* _DATASET EXTRACT_:

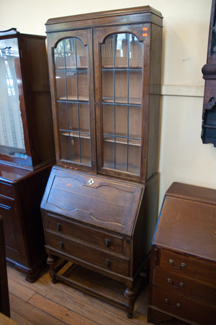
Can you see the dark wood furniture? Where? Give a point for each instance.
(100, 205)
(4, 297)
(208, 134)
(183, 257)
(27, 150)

* _YOUR TASK_:
Could you lay out the material above as a Markdown table with the columns Row and Line, giving each non-blank line its own numbered row? Leave the pictures out.

* _SOLUTION TO THE EXERCISE_:
| Row | Line |
|---|---|
| 1 | Can you see the dark wood furniture? Where? Give a point for each instance. |
| 2 | (100, 205) |
| 3 | (4, 297) |
| 4 | (208, 134) |
| 5 | (183, 257) |
| 6 | (27, 150) |